Strona —
+ + + + +

Po mistrzostwach świata wydawało się, że Milan będzie cały czas walczył o mistrzostwo Włoch. Zwłaszcza, że w bardzo dobrym stylu rozpoczął ten rok. 4 stycznia pokonał Salernitanę 2:1, ale powinien wygrać zdecydowanie wyżej, bo miał mnóstwo sytuacji do zdobycia kolejnych bramek.
Potem przyszło jednak załamanie formy całego zespołu, które wciąż trwa. Rossoneri od wspomnianego zwycięstwa z Salernitaną nie zaznali smaku wygranej. A w tym czasie m.in. przegrali derby Mediolanu w batalii o Superpuchar Włoch.
Główną przyczyną takich rezultatów jest bardzo słaba gra w obronie, przez którą Milan traci masę bramek. I niedzielne spotkanie z Sassuolo dobitnie to pokazało, bo rywale wpakowali trzecim w tabeli mediolańczykom aż pięć goli, a mecz skończył się wynikiem 2:5. Nic więc dziwnego, że trafienia mistrzów kraju schodzą na drugi plan.
Ale trzeba im oddać, że jedno z nich było naprawdę urodziwe. W 81. minucie Divock Origi uderzył z dystansu, piłka po tym strzale odbiła się jeszcze od poprzeczki i wpadła do bramki. Belg znakomicie to zrobił, ale oczywiście był to jedynie gol na otarcie łez.

+ + + + +

Dane adnotacji położenia obiektów —
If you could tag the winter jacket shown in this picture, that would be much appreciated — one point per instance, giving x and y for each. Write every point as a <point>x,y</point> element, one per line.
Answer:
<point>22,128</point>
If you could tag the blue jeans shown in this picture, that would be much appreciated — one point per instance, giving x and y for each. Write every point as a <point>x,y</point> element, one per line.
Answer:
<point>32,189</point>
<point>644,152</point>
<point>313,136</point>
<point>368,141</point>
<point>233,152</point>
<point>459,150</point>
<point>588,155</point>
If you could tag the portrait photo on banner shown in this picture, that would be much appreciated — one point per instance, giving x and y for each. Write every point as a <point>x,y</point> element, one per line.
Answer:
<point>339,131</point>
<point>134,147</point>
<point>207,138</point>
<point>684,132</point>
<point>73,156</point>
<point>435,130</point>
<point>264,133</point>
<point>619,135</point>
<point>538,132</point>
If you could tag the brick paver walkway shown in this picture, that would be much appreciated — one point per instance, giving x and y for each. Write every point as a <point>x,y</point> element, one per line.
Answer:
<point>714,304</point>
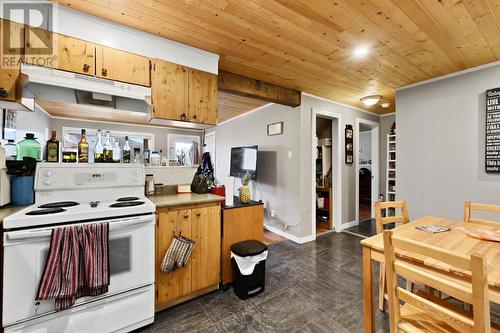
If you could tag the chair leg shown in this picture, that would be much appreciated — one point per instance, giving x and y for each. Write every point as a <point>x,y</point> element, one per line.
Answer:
<point>381,288</point>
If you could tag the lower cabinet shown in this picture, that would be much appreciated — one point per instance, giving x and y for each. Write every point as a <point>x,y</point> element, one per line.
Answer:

+ + + + +

Cel — Wyodrębnij dosłownie z tekstu o Milanie cały fragment od „Po mistrzostwach świata” aż po „zdobycia kolejnych bramek.”. Opieraj się wyłącznie na tekście o Milanie.

Wynik poniżej —
Po mistrzostwach świata wydawało się, że Milan będzie cały czas walczył o mistrzostwo Włoch. Zwłaszcza, że w bardzo dobrym stylu rozpoczął ten rok. 4 stycznia pokonał Salernitanę 2:1, ale powinien wygrać zdecydowanie wyżej, bo miał mnóstwo sytuacji do zdobycia kolejnych bramek.